Locate every line in the material below that contains the word "kilt" and copy each of those lines. Treat uppercase and lowercase letters as different.

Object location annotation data
........

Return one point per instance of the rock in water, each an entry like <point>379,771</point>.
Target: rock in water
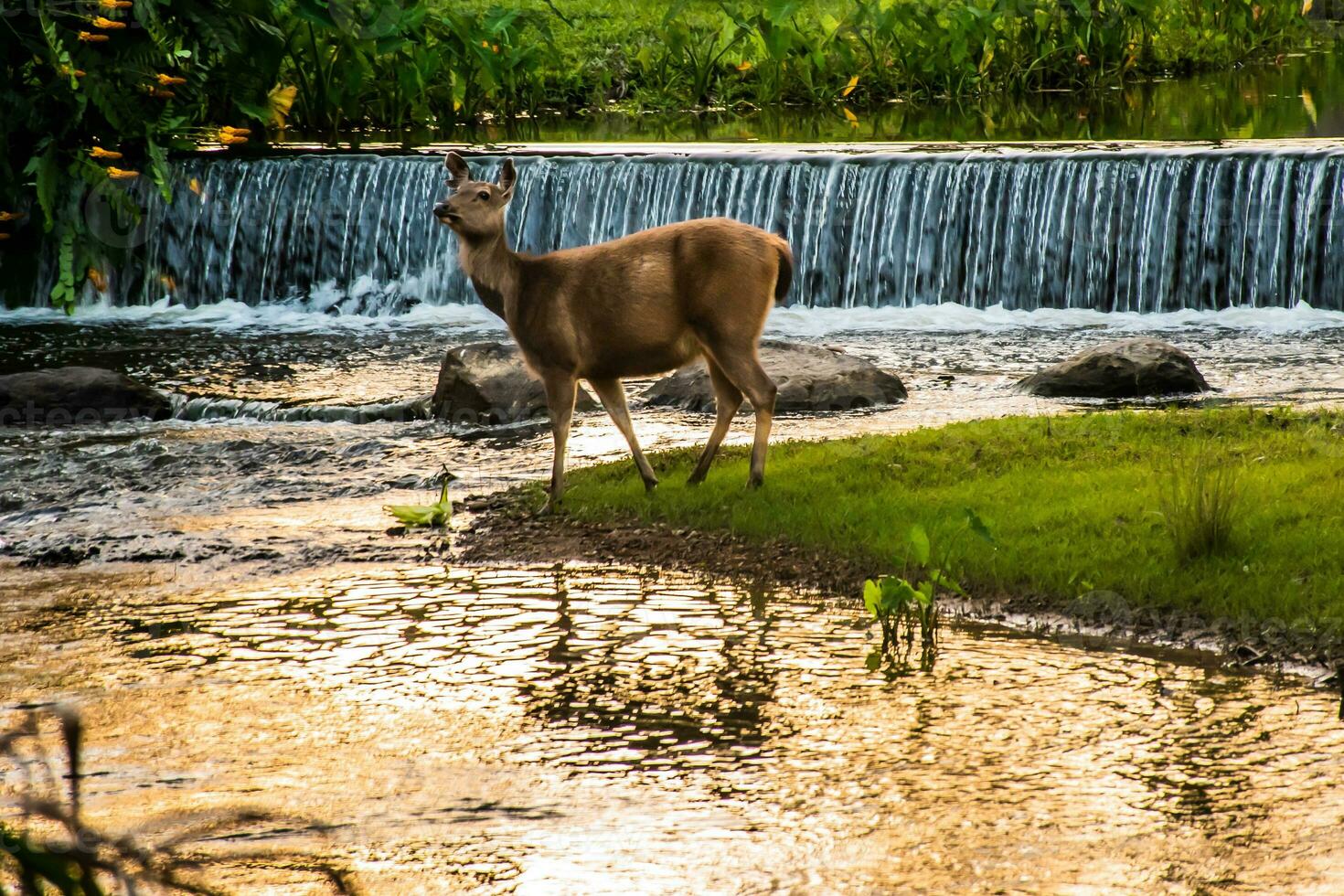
<point>809,379</point>
<point>488,383</point>
<point>66,395</point>
<point>1124,368</point>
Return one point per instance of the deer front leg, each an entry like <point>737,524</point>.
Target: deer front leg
<point>613,400</point>
<point>560,398</point>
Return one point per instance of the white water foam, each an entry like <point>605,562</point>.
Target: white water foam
<point>794,323</point>
<point>948,317</point>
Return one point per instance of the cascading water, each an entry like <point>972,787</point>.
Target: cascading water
<point>1140,229</point>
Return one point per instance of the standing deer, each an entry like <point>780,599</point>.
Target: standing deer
<point>634,306</point>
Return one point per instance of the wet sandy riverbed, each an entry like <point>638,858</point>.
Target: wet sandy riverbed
<point>223,602</point>
<point>606,730</point>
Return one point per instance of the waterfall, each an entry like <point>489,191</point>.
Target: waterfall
<point>1140,229</point>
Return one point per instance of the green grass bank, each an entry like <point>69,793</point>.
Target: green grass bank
<point>1080,506</point>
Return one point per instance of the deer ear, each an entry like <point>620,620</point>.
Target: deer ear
<point>457,171</point>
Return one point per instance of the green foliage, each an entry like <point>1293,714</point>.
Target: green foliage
<point>718,53</point>
<point>126,80</point>
<point>1199,504</point>
<point>1074,508</point>
<point>179,73</point>
<point>902,607</point>
<point>437,513</point>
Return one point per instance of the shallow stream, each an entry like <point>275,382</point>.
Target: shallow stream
<point>220,598</point>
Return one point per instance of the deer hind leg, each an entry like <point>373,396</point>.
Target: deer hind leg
<point>613,400</point>
<point>728,400</point>
<point>560,398</point>
<point>742,366</point>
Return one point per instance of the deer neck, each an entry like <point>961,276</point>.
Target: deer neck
<point>494,269</point>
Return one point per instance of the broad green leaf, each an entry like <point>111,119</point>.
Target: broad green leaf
<point>434,513</point>
<point>871,595</point>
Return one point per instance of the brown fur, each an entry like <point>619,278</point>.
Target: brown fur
<point>632,306</point>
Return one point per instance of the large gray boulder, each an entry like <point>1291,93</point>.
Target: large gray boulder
<point>65,395</point>
<point>1124,368</point>
<point>809,378</point>
<point>488,383</point>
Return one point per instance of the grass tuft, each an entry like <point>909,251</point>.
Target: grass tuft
<point>1200,506</point>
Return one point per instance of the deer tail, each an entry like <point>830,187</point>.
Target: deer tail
<point>785,277</point>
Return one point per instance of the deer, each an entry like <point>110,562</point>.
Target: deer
<point>640,305</point>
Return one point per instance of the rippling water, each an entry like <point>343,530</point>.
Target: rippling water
<point>608,730</point>
<point>240,629</point>
<point>274,398</point>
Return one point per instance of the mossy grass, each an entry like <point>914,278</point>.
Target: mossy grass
<point>1075,506</point>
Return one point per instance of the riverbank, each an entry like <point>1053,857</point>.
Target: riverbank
<point>1080,508</point>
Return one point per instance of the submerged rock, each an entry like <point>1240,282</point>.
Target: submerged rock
<point>66,395</point>
<point>809,379</point>
<point>488,383</point>
<point>1124,368</point>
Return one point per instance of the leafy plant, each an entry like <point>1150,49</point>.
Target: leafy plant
<point>903,609</point>
<point>94,96</point>
<point>434,513</point>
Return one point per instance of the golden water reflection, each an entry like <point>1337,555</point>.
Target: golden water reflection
<point>603,730</point>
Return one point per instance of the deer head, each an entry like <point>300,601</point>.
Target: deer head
<point>475,208</point>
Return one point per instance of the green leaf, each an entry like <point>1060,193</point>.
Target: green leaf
<point>434,513</point>
<point>920,543</point>
<point>871,595</point>
<point>48,174</point>
<point>978,527</point>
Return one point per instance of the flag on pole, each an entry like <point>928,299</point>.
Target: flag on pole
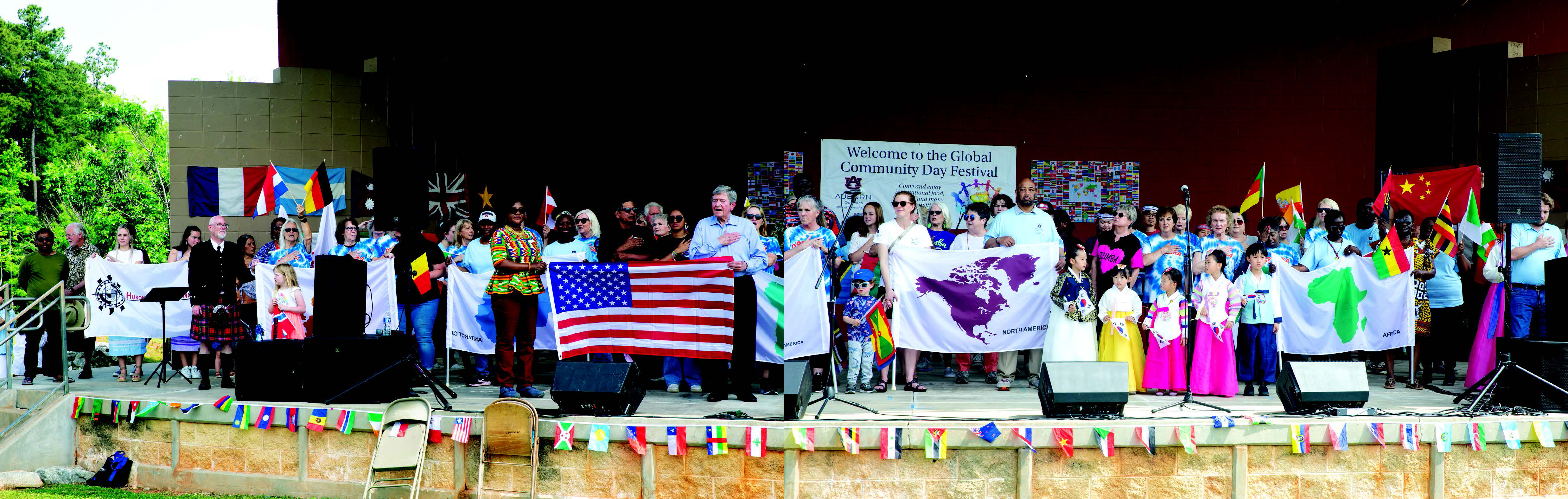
<point>564,435</point>
<point>758,442</point>
<point>1255,194</point>
<point>1301,438</point>
<point>598,438</point>
<point>637,437</point>
<point>675,437</point>
<point>1145,437</point>
<point>937,443</point>
<point>851,438</point>
<point>1108,442</point>
<point>891,438</point>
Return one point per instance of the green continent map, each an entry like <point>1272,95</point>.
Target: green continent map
<point>1340,289</point>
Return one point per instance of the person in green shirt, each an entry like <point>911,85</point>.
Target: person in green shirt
<point>40,272</point>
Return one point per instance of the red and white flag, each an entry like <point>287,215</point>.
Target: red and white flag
<point>645,308</point>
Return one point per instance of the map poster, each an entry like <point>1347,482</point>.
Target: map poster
<point>963,302</point>
<point>1346,307</point>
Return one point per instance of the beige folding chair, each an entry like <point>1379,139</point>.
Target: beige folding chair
<point>400,451</point>
<point>510,431</point>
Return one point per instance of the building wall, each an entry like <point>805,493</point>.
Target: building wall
<point>302,118</point>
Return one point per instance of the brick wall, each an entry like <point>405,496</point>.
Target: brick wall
<point>302,118</point>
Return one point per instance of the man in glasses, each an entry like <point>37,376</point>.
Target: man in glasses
<point>40,272</point>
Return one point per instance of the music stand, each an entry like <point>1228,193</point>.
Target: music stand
<point>162,297</point>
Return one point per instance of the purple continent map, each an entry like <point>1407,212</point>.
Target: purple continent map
<point>974,294</point>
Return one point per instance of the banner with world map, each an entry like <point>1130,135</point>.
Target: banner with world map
<point>1346,307</point>
<point>966,302</point>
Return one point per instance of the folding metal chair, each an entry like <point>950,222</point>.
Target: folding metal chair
<point>510,431</point>
<point>400,446</point>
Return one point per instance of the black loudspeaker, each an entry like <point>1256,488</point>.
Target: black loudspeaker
<point>596,388</point>
<point>1514,180</point>
<point>797,388</point>
<point>1547,360</point>
<point>1307,387</point>
<point>277,369</point>
<point>339,297</point>
<point>1068,390</point>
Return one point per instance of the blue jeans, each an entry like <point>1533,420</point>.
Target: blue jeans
<point>1526,313</point>
<point>679,368</point>
<point>421,321</point>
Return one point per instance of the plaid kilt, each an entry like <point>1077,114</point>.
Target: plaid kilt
<point>206,329</point>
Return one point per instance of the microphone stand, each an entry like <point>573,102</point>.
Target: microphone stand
<point>1192,335</point>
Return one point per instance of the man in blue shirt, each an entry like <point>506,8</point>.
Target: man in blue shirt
<point>1533,247</point>
<point>728,236</point>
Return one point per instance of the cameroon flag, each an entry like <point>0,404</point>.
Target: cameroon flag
<point>1390,258</point>
<point>882,335</point>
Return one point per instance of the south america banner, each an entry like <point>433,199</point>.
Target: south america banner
<point>982,300</point>
<point>1344,308</point>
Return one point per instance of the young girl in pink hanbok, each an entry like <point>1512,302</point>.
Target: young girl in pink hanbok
<point>1214,349</point>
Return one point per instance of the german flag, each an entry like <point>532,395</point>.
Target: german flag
<point>1390,258</point>
<point>317,190</point>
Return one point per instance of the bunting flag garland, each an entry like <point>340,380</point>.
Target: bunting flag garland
<point>1445,440</point>
<point>1028,437</point>
<point>988,432</point>
<point>1338,438</point>
<point>851,438</point>
<point>1108,442</point>
<point>1511,434</point>
<point>317,421</point>
<point>1544,434</point>
<point>564,435</point>
<point>1064,438</point>
<point>806,438</point>
<point>675,437</point>
<point>637,437</point>
<point>891,440</point>
<point>1301,438</point>
<point>717,440</point>
<point>598,438</point>
<point>463,426</point>
<point>935,443</point>
<point>1145,435</point>
<point>758,442</point>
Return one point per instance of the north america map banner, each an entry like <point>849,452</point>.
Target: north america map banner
<point>981,300</point>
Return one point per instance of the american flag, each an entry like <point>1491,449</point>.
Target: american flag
<point>648,308</point>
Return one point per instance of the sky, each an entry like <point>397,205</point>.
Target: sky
<point>169,40</point>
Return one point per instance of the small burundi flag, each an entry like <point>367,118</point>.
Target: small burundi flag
<point>851,438</point>
<point>564,435</point>
<point>1301,438</point>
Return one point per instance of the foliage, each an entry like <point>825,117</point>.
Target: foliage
<point>103,159</point>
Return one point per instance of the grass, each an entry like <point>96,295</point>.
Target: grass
<point>71,492</point>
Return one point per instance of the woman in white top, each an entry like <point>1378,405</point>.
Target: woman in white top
<point>124,348</point>
<point>897,234</point>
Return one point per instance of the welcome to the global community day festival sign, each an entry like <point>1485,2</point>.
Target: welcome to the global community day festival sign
<point>855,172</point>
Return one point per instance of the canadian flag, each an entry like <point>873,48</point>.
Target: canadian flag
<point>549,208</point>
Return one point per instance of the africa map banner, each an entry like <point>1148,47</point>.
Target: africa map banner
<point>982,300</point>
<point>1346,307</point>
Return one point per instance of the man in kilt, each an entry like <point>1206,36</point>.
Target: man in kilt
<point>215,269</point>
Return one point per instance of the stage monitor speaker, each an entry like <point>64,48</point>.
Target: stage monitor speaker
<point>1514,183</point>
<point>277,368</point>
<point>1068,390</point>
<point>596,388</point>
<point>339,297</point>
<point>1307,385</point>
<point>797,388</point>
<point>1547,360</point>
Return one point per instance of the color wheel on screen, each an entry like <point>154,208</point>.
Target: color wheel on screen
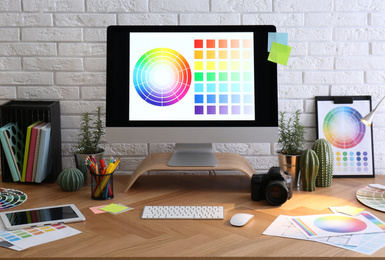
<point>162,77</point>
<point>343,128</point>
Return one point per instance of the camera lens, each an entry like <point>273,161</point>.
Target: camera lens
<point>276,193</point>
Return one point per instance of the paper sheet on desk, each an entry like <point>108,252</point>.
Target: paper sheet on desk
<point>24,238</point>
<point>362,243</point>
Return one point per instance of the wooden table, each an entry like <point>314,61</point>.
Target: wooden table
<point>126,236</point>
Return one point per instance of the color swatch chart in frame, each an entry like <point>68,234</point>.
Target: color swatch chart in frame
<point>223,75</point>
<point>192,76</point>
<point>351,139</point>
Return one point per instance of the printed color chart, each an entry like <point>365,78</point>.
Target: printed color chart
<point>223,76</point>
<point>351,140</point>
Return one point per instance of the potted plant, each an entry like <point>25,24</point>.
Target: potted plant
<point>91,131</point>
<point>291,140</point>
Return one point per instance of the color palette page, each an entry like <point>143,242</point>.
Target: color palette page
<point>192,76</point>
<point>337,224</point>
<point>351,139</point>
<point>24,238</point>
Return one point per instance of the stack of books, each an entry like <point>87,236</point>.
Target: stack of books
<point>28,155</point>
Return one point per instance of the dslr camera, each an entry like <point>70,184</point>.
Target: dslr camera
<point>275,186</point>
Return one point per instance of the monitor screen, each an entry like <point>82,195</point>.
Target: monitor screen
<point>190,84</point>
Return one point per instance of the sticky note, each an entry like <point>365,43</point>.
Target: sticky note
<point>115,208</point>
<point>279,53</point>
<point>96,210</point>
<point>281,38</point>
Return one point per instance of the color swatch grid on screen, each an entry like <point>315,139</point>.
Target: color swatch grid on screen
<point>162,76</point>
<point>223,77</point>
<point>344,130</point>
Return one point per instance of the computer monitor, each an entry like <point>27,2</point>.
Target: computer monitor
<point>191,85</point>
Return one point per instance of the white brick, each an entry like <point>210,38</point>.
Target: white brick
<point>51,34</point>
<point>359,5</point>
<point>84,20</point>
<point>116,6</point>
<point>303,5</point>
<point>53,6</point>
<point>10,63</point>
<point>28,49</point>
<point>302,91</point>
<point>179,6</point>
<point>10,6</point>
<point>333,77</point>
<point>335,19</point>
<point>278,19</point>
<point>360,63</point>
<point>339,48</point>
<point>26,78</point>
<point>92,92</point>
<point>7,92</point>
<point>95,64</point>
<point>378,48</point>
<point>311,34</point>
<point>375,76</point>
<point>95,35</point>
<point>215,19</point>
<point>9,34</point>
<point>28,20</point>
<point>53,64</point>
<point>241,6</point>
<point>310,63</point>
<point>82,49</point>
<point>359,34</point>
<point>48,93</point>
<point>289,77</point>
<point>147,19</point>
<point>80,78</point>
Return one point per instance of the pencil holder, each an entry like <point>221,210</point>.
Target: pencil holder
<point>102,187</point>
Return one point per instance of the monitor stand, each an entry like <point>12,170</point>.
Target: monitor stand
<point>193,155</point>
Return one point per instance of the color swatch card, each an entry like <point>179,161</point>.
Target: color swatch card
<point>351,140</point>
<point>21,239</point>
<point>209,75</point>
<point>336,224</point>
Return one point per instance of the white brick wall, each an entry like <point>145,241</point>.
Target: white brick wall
<point>55,49</point>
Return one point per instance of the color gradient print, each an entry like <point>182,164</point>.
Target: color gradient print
<point>340,224</point>
<point>223,76</point>
<point>343,127</point>
<point>162,77</point>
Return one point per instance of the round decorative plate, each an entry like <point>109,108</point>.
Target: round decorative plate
<point>10,198</point>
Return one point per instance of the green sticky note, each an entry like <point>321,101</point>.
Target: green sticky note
<point>279,53</point>
<point>114,208</point>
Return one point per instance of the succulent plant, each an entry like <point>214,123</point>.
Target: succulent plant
<point>309,169</point>
<point>324,151</point>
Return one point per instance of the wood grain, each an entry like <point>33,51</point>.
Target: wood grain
<point>126,236</point>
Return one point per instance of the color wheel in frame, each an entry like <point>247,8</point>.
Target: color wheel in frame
<point>343,128</point>
<point>162,77</point>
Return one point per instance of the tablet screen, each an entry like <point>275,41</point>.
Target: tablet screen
<point>41,215</point>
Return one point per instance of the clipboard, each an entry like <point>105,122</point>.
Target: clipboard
<point>339,122</point>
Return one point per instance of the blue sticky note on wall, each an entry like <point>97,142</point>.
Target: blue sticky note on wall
<point>281,38</point>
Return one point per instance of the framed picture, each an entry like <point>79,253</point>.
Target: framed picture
<point>339,122</point>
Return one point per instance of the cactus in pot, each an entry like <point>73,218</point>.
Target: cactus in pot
<point>309,165</point>
<point>324,151</point>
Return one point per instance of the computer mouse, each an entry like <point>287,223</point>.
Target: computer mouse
<point>240,219</point>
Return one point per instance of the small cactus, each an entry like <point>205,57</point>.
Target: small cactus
<point>309,169</point>
<point>324,151</point>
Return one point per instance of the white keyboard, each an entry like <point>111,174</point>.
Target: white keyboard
<point>183,212</point>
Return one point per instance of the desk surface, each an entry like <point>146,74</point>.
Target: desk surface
<point>126,236</point>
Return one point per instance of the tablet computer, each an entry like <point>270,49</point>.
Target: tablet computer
<point>18,219</point>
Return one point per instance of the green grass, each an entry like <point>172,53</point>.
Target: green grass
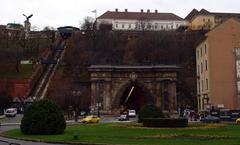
<point>135,134</point>
<point>25,72</point>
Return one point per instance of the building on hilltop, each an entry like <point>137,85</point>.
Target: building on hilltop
<point>218,67</point>
<point>138,21</point>
<point>204,19</point>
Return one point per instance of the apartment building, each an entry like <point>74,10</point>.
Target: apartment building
<point>204,19</point>
<point>136,21</point>
<point>218,67</point>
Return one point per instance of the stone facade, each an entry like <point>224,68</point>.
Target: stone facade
<point>108,83</point>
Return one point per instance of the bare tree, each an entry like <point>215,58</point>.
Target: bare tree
<point>143,24</point>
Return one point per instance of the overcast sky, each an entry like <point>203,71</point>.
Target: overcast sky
<point>71,12</point>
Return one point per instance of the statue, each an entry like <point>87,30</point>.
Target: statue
<point>27,17</point>
<point>27,25</point>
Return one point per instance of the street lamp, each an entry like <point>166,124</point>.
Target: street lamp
<point>100,95</point>
<point>206,105</point>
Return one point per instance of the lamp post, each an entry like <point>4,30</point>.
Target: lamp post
<point>206,105</point>
<point>99,99</point>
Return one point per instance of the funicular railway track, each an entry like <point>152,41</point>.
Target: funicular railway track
<point>50,65</point>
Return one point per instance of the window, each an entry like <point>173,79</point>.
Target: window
<point>206,84</point>
<point>206,65</point>
<point>205,48</point>
<point>155,26</point>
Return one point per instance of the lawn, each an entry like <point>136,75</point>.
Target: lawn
<point>125,133</point>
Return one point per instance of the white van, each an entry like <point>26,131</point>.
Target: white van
<point>11,112</point>
<point>131,113</point>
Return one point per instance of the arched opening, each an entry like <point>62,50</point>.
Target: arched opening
<point>135,96</point>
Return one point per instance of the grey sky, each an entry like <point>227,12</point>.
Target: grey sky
<point>71,12</point>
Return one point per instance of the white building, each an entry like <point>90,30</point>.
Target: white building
<point>152,21</point>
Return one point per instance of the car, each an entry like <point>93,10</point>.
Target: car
<point>11,112</point>
<point>132,113</point>
<point>90,119</point>
<point>210,119</point>
<point>123,117</point>
<point>238,121</point>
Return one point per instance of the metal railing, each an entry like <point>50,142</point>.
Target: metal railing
<point>3,142</point>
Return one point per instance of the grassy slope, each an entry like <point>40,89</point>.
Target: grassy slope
<point>121,134</point>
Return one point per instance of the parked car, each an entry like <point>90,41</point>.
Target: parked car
<point>123,117</point>
<point>210,119</point>
<point>132,113</point>
<point>90,119</point>
<point>238,121</point>
<point>11,112</point>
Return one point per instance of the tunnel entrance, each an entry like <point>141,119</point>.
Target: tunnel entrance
<point>134,97</point>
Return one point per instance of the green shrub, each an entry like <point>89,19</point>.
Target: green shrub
<point>43,117</point>
<point>165,122</point>
<point>150,111</point>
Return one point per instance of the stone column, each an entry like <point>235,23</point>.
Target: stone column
<point>158,95</point>
<point>173,98</point>
<point>94,92</point>
<point>107,96</point>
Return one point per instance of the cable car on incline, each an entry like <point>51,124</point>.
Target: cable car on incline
<point>66,31</point>
<point>49,61</point>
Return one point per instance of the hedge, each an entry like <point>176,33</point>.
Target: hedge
<point>43,117</point>
<point>149,111</point>
<point>165,122</point>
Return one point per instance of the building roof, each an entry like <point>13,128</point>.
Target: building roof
<point>14,26</point>
<point>195,13</point>
<point>226,23</point>
<point>139,15</point>
<point>225,16</point>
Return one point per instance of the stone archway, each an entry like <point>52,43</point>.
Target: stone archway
<point>132,95</point>
<point>110,83</point>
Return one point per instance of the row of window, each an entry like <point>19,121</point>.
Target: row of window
<point>201,69</point>
<point>148,26</point>
<point>200,52</point>
<point>201,85</point>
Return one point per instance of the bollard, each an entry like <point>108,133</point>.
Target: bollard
<point>75,135</point>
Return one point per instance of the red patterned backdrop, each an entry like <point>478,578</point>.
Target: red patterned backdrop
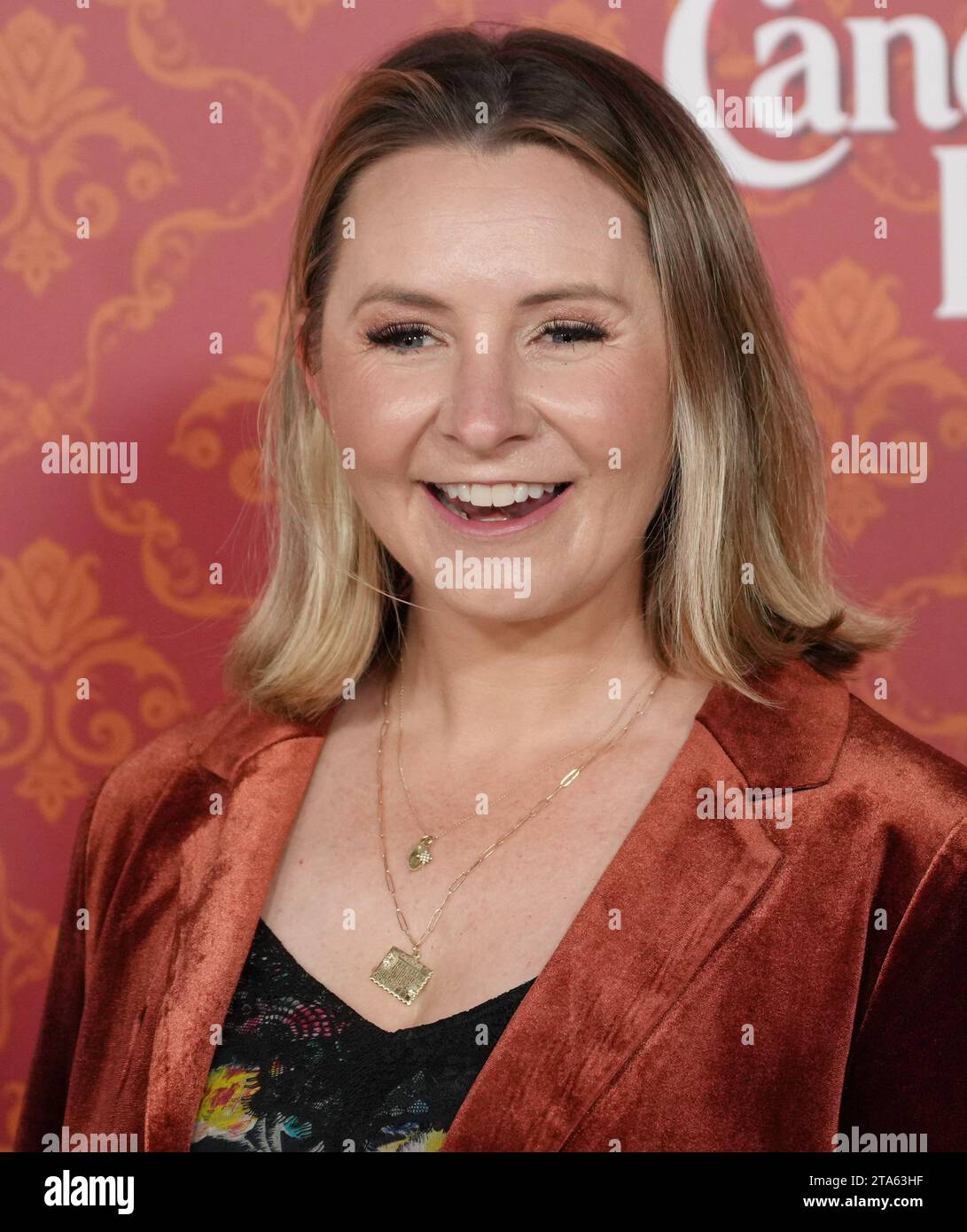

........

Solution for this problem
Return one point per instance of the plaid kilt, each an entry like <point>1077,114</point>.
Target: plaid kilt
Return one point per instance of the man in kilt, each an entry like <point>1206,36</point>.
Target: man in kilt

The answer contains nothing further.